Prolonga el texto sobre Ray Loriga a partir de su última frase.

:: TEXTO DE ORIGEN ::
■ ■ ■
Tiene veneno y belleza que Loriga haya elegido Portugal para esta historia: el halo melancólico de Chiado o el Barrio Alto queda desactivado en la risa y en ocasiones repotenciado en la belleza desconcertante de lo que ocurre (las botellas de vino sin alcohol, por ejemplo). Sus razones autobiográficas, por supuesto, habrá. Todas las que desee Loriga. ¡Faltaba más! Son las mismas que tendríamos los que nos ahogamos en la página en blanco de nuestro escritorio o en las impresas de los libros escritos por otros que devoramos como si no hubiese mañana. Ray Loriga ha sufrido una enfermedad gravísima y ahí está: deslumbrante, hermoso en sus cicatrices y sus tatuajes desteñidos, más escritor que nunca.
Leo a Ray Loriga desde que tengo uso de razón. He envejecido leyéndolo, como él ha hecho lo propio escribiendo. Ha sido un Virgilio. Con él he cruzado desiertos, destierros y desalojos. Me pasa con sus libros lo que a Yorick cuando duerme junto a Luiz en esta novela. «Soñar a su lado era como tener leones en la cabeza. Leones dormidos, pero leones al fin y al cabo». En esa metáfora perfecta Loriga describe la ficción del otro que pergeñamos en nuestra cabeza al amar. Blasona literatura. Se doctora como narrador y conocedor de la fragilidad del alma humana.
EL ESCRITOR
Irrumpió con Héroes y Lo peor de todo. En días de Generación X, Loriga se abrió paso con la furia de los melancólicos, cuando lo primero que tienen es puro genio y pura rabia. Así recuerdo a Ray Loriga: con esa prosa anglosajona e infalible. También recuerdo sus retratos de cejas siempre furiosas, las mandíbulas apretadas y una constelación de tatuajes cubiertos por chupas de cuero.
■ ■ ■
:: LÍNEAS DADAS ::
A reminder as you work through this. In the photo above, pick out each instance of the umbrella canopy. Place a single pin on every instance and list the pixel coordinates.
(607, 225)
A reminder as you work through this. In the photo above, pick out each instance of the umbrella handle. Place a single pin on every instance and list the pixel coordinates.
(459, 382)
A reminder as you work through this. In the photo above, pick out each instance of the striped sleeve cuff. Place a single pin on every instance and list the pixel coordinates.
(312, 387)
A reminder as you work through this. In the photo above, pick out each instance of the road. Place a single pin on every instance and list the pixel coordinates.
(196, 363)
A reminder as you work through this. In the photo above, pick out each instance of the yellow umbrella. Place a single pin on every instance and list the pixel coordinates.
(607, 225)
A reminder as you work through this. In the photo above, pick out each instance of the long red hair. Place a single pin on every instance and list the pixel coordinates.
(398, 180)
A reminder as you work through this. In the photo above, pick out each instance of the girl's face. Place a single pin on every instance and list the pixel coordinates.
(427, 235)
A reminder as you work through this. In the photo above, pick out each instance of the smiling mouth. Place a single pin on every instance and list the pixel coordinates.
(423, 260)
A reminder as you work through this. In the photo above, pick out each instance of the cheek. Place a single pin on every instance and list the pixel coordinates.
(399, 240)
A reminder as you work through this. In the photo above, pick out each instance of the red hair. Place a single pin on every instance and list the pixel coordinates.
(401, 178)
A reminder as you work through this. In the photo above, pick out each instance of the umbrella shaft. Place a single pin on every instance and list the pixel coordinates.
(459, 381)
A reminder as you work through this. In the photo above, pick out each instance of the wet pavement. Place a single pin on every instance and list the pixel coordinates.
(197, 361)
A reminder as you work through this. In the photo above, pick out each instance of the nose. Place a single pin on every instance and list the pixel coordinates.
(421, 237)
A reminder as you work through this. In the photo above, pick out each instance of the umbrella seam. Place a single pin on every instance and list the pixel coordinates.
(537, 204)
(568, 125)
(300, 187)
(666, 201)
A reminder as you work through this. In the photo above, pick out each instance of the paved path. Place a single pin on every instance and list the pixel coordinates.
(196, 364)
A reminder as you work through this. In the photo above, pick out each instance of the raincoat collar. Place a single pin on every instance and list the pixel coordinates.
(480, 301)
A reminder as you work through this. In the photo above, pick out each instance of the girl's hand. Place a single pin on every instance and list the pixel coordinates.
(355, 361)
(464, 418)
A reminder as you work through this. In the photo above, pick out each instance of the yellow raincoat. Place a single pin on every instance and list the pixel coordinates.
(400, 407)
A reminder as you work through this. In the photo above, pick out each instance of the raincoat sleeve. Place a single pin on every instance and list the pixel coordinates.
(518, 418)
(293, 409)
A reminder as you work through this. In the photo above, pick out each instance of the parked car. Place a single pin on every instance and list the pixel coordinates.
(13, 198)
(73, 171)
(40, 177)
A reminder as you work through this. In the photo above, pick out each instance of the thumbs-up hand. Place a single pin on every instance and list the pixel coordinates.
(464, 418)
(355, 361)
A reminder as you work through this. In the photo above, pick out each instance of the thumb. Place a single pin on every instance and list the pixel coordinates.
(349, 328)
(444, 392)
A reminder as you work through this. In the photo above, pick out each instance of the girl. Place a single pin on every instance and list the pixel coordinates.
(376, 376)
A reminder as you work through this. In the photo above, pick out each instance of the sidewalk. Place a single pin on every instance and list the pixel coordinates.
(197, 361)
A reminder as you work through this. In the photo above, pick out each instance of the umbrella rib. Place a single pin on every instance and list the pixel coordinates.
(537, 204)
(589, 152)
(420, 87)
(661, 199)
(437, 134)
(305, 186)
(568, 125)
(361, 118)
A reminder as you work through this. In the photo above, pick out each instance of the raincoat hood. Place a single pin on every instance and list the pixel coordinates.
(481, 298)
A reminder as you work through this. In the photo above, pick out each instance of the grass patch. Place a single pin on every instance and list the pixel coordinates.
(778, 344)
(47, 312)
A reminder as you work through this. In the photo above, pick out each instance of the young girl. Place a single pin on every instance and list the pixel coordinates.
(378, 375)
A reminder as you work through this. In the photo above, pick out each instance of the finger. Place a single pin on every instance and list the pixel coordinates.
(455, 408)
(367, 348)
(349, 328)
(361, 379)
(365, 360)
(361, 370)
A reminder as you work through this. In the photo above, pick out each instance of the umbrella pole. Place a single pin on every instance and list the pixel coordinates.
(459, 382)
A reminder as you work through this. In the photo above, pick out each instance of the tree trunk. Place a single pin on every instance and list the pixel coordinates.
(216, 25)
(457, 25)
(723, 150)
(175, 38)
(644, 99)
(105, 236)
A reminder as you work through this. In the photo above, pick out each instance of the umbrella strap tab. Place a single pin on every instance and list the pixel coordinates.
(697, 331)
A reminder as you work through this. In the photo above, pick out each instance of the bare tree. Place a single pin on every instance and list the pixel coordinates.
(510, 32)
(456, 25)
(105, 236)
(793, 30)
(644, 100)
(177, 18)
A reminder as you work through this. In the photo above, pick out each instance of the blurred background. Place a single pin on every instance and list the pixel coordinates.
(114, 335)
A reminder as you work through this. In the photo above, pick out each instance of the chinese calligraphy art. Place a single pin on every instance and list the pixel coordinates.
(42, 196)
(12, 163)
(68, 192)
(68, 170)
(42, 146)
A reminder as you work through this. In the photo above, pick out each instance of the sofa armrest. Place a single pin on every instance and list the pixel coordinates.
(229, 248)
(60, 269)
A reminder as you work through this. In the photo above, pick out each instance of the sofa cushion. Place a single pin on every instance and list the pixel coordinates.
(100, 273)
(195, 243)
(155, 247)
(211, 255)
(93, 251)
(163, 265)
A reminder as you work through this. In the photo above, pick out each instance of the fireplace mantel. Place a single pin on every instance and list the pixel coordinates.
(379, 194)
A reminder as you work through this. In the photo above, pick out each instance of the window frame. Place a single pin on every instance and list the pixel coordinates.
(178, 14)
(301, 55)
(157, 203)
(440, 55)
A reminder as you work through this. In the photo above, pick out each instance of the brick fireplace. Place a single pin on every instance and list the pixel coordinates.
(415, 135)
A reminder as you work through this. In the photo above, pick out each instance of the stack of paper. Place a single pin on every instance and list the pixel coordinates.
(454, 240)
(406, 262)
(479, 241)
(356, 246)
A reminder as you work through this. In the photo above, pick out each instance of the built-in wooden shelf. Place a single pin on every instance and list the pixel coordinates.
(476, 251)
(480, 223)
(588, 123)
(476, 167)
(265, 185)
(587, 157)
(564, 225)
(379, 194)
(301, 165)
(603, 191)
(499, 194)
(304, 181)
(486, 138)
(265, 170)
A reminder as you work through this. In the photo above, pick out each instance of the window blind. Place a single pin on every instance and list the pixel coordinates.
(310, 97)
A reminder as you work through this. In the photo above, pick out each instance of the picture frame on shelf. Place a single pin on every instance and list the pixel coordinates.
■ ■ ■
:: RESPUESTA FINAL ::
El Ray Loriga de los noventa se movía como el Jack Kerouac que salió del Upper East Side para apuntarse en la marina: un tipo duro al que ya lo perseguía el sambenito del eterno joven escritor. Pero Loriga, como el poeta al que admiraba, aprendió a entender, acaso por mucho andar en la carretera y tras irse de gira él también con Allen Ginsberg, que se puede estar hasta las narices.
Como Kerouac, Loriga se cansó de los mamarrachos. Buscó, libro a libro, ser un escritor respetable. Publicó Días extraños (1994), Caídos del cielo (1995) y Tokio ya no nos quiere (1999). También sus más hermosas novelas: Trífero (2000), el laboratorio de lo que estaba por llegar. A partir de esa época surgen las obras que aprendimos a amar los que nos hicimos mayores y cruzamos desiertos leyéndolas. Es ahí de donde surge el estambre de intemperie y pérdida de donde proviene la hebra de Los oficiales y El destino de Cordelia y que acabó manifestándose en Rendición, con la que ganó el Alfaguara.
Ray Loriga se lo ha ganado a pulso. Ya no digo lo de ser un escritor respetable, porque eso falsea lo que en verdad es: un escritor definitivo. Un Escritor. Así: con mayúscula. Loriga es la síntesis de las muchas versiones de sí mismo que ha sido y de todos los maestros a los que admira y conoce al dedillo: a Beckett, a Mark Twain, a Conrad, pero también a George Orwell, y a Thomas Bernhard, y a Kafka, y a Walser. Así desembarca de nuevo Loriga en la vida, con el viento en el rostro, cruzando una vez más la línea de sombra de sí mismo.